● **SHORT PROBLEM**: Write out the material again exactly, please, and omit the pictures.

***** RECORDS FOR THE TASK *****

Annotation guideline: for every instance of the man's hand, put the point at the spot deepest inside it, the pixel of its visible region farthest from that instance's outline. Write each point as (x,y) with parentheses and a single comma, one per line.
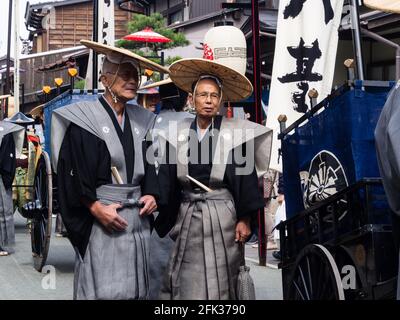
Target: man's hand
(150,205)
(242,230)
(108,216)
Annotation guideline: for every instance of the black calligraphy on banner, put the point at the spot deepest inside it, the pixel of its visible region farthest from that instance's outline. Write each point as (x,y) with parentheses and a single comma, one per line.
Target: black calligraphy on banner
(305,58)
(294,8)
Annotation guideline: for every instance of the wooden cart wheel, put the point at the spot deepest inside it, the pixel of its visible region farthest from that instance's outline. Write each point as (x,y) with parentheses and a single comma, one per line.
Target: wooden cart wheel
(41,222)
(315,276)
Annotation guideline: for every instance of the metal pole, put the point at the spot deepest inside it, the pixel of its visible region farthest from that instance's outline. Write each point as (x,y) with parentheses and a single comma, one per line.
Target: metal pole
(7,86)
(162,63)
(16,56)
(262,252)
(22,95)
(383,40)
(355,27)
(96,39)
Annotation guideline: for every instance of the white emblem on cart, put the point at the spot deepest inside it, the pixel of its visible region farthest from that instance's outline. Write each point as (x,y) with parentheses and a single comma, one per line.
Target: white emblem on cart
(325,177)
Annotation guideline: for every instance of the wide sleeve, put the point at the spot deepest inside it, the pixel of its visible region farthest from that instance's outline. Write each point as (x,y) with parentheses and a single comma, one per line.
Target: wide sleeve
(7,160)
(244,185)
(84,165)
(170,194)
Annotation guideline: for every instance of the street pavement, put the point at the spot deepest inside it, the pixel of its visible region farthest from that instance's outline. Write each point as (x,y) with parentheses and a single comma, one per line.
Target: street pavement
(19,280)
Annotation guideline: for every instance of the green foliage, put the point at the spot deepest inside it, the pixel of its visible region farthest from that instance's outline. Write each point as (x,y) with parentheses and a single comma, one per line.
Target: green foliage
(157,23)
(79,84)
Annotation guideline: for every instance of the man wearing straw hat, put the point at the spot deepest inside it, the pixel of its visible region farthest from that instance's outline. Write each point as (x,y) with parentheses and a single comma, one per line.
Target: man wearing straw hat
(107,188)
(11,141)
(172,101)
(209,184)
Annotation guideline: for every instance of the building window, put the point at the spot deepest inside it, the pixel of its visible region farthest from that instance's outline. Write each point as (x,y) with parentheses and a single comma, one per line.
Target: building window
(175,17)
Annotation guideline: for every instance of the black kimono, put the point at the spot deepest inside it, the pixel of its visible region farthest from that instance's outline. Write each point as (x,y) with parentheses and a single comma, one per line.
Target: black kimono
(83,166)
(205,260)
(245,190)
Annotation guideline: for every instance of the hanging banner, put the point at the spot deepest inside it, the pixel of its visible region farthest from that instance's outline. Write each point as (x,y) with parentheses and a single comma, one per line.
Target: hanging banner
(305,55)
(106,35)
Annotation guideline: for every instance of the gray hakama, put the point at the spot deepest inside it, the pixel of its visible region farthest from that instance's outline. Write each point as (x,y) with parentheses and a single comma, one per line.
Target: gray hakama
(7,229)
(115,265)
(205,261)
(387,136)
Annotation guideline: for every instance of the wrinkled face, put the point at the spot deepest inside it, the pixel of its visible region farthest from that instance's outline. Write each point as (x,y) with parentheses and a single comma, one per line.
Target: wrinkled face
(206,98)
(126,81)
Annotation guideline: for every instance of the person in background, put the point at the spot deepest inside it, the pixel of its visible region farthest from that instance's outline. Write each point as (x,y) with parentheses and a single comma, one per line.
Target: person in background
(148,97)
(280,215)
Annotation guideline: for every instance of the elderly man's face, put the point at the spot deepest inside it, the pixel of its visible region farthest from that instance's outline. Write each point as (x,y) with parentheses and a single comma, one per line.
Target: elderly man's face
(126,81)
(207,98)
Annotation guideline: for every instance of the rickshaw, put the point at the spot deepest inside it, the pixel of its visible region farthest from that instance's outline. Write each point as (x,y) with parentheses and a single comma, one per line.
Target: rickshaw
(35,188)
(337,241)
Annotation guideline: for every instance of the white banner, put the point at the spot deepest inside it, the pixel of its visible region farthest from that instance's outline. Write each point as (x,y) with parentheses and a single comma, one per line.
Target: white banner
(106,35)
(305,54)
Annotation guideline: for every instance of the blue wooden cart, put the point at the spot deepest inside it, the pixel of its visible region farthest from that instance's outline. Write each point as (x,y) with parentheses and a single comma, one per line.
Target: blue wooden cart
(337,241)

*****

● **REPLY TO THE TASK**:
Annotation guideline: for every instance of the man's hand, put the point at the spot deepest inside it, the pixel of its visible region farthest from that instance's outline. Write each point as (x,y) with parentheses and a single comma, one per line.
Target: man's hand
(150,205)
(242,230)
(108,216)
Annotation guideline: for every instance of the black calligraphy on banner, put the point at the spot deepest inside it, the pixel of its visible region farthest from that instance's outline. Write each point as (x,y) with parentheses and a single comma, one per line.
Target: black calligraphy on banner
(305,58)
(294,8)
Annotation guideline: for every instance of the wooden cart wheel, put the point at the spot deepest inside it, the pixel of its visible region farthest from that instance's outline. Write each point as (x,y) with parentheses and a single comma, one per line.
Target: wooden cart wheel
(41,222)
(315,276)
Annotation guideline: for every instance of the metal pole, put the point at the spot deepest inside it, the pixel of its visible region farthest from that instance's outline. Write each point as (x,y) with parentheses and a single comma, one per line.
Target: metal pole
(7,86)
(162,63)
(16,56)
(262,252)
(22,95)
(383,40)
(355,27)
(96,39)
Annotation guideline: for every instance of the white emblem on cart, put the point at the spot deepest inside it, the pixel of its visible region farthest from that instance's outline. Write each point as (x,y) with parentheses and a single comma, one per line.
Target: white emblem on cart
(325,177)
Annotation guideline: for every instance of the wide sleeve, put the point at the spot deepest inside it, the pixel of its visible region farthest from that instance's outline. Write each point as (x,y) with parentheses and a single comma, one per line.
Target: wide sleeve
(7,160)
(244,185)
(84,165)
(170,194)
Annotation guideline: for every instance of the street pavement, put the point at the spot deepest inside it, the pixel of its visible region farthest from that instance's outline. Write each point as (x,y) with parentheses and a single comma, one per line.
Target: street pavement
(19,280)
Annotation guideline: for every instance of the green foliage, put the point at the spot deepest inside it, the pixel of its visible region farthest from that instance's outline. Write each point as (x,y) with parentheses and a single comma, one per line.
Target: green foliage
(157,23)
(79,84)
Annotation guideline: for every instance of the man wearing straw hat, put the point at the spot deepest inside it, the pixel of its visible region farthest from that instance's outline. Write each point as (x,y) with parentheses and a single comma, one per line.
Target: man wearing straw hat
(107,188)
(11,141)
(172,101)
(209,184)
Annotation guideline: for every instance of the building window, put the point at the spot deepest inside it, the pixel of its visible region farthest from that instance's outline. Write each point as (x,y) with parentheses and a single comma, one per line.
Target: building window
(175,17)
Annotation guideline: for every instance of the black kimono, put the point at the spot deepest inside it, the pixel of its visible region farthest from that instance's outline. Write each point as (x,y) with parentheses and a single comma, one per line.
Target: black kimono
(83,166)
(205,260)
(245,190)
Annotation guideline: for every instance of the hanging banner, put the point at the spot deepest inside it, the pixel of its visible region farthest from that instance's outline. Write each point as (x,y) with parentheses and a single comma, one per line.
Target: hanging banner
(305,55)
(106,35)
Annotation guideline: for every instance of the gray hakama, put the point at the spot deepest inside it, the pixel of its visible region farthest from that instance's outline. Write each point as (x,y) with parentheses and a single comma, one per line.
Target: gray hakama
(7,229)
(115,265)
(205,261)
(387,136)
Annotation guideline: for every instance of the wrinkled face, put the point at the spot deepest inside it, the pixel of its visible region farthest from that instance's outline. Write each point as (x,y) with parentheses and a single comma, one per line.
Target: wrinkled face
(206,98)
(126,81)
Annotation guideline: for every instance of the person in background, put the point at the spot deepest inside it, the pixel of its visible region farthest from that instance's outline. Write each point as (x,y) with parentheses and a single comma, one per line.
Target: person in background
(148,97)
(280,215)
Annotation guideline: for every instance of the elderly man's face, put the point at the spot deepest inside it, the pixel of its visible region farthest from that instance's outline. Write each point as (x,y) with parentheses and a single comma, one per line.
Target: elderly man's face
(126,81)
(207,98)
Annotation guideline: for every instance of the rickshaw, put the point at the spot deepest inside it, the pixel of its visible region farthest from that instance's outline. Write each point as (x,y) with parentheses and a single comma, one per line.
Target: rickshaw
(35,188)
(337,241)
Annotation guideline: for every instance of the white banner, put the point at the spot deepest inside it, the pixel of its visible region farthest from that instance's outline. Write each point as (x,y) with parentheses and a single comma, one per line.
Target: white banner
(106,35)
(305,54)
Annotation guideline: for every instance of the blue wooden cart, put the point at the spot deepest inside it, the pixel of its visible region farthest from that instance's outline. Write each point as (x,y) with parentheses and a single comma, one per line.
Target: blue wooden cart
(337,241)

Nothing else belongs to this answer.